Stored data entries:

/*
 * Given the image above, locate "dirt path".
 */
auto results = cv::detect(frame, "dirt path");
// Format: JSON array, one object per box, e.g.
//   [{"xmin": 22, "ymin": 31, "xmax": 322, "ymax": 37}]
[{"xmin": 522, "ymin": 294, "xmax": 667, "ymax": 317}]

WORK REQUIRED →
Check the data for the word "dirt" and pull out the lines that have it.

EXPECTED ANSWER →
 * Given the image above, locate "dirt path".
auto results = cv::detect(frame, "dirt path");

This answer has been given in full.